• Work required: Put every line of the data below into a Markdown table with the columns "No." and "Line", numbering the rows in order and skipping blank lines. Leave the pictures out of the table.

Extracted records:
>>>>>

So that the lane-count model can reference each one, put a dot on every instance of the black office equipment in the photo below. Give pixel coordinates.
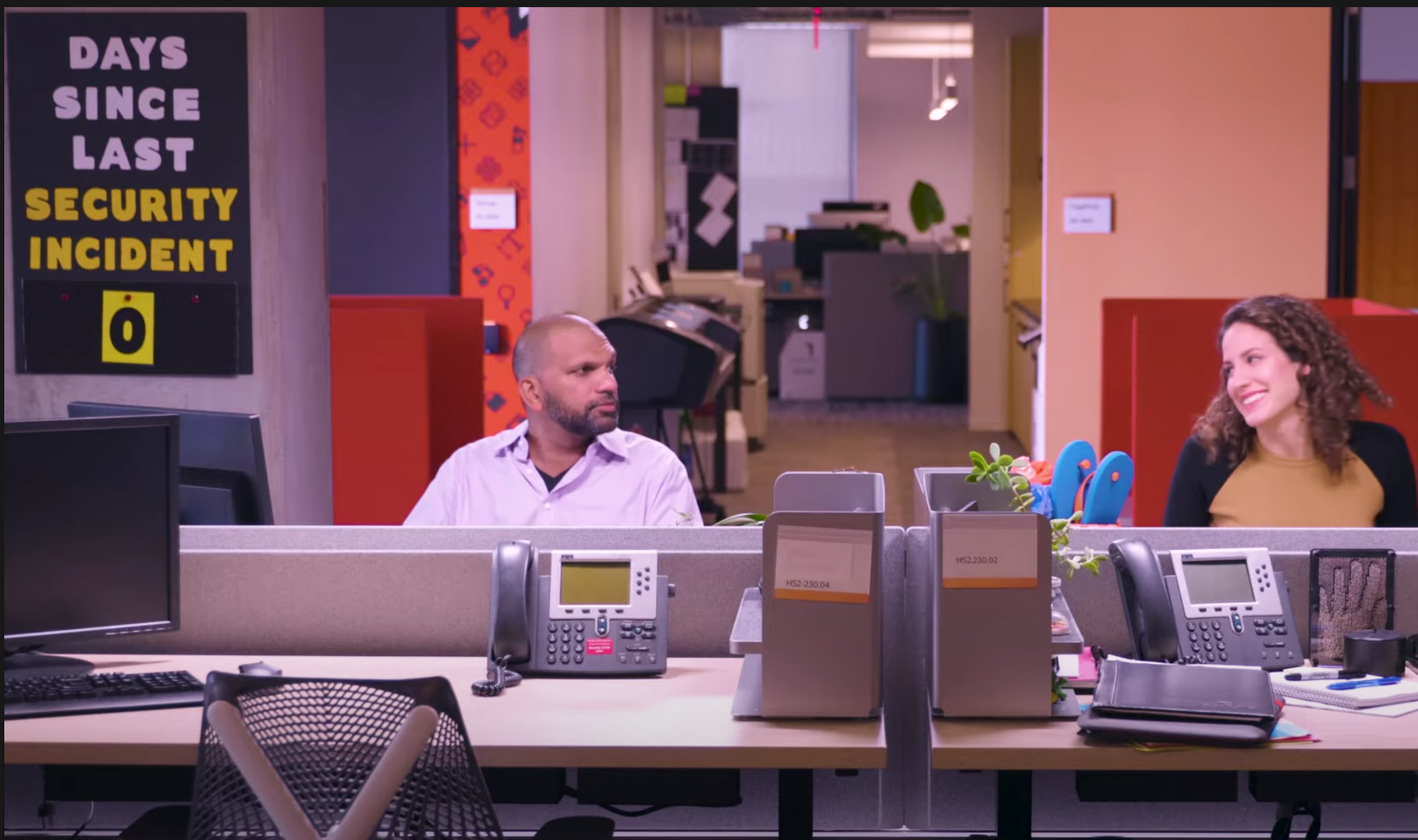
(315, 757)
(810, 244)
(223, 463)
(1173, 692)
(597, 614)
(56, 696)
(1350, 590)
(670, 354)
(855, 208)
(1170, 732)
(90, 536)
(1223, 607)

<<<<<

• Answer to this task:
| No. | Line |
|---|---|
| 1 | So that the lane-count model can reference each one, put a dot on every instance of the black office equipment in the photo below. Give pixel coordinates. |
| 2 | (315, 757) |
| 3 | (810, 244) |
| 4 | (223, 463) |
| 5 | (1173, 692) |
| 6 | (597, 614) |
| 7 | (56, 696) |
| 8 | (1350, 590) |
| 9 | (670, 354) |
| 10 | (855, 208) |
| 11 | (1170, 732) |
| 12 | (90, 536) |
| 13 | (1223, 607) |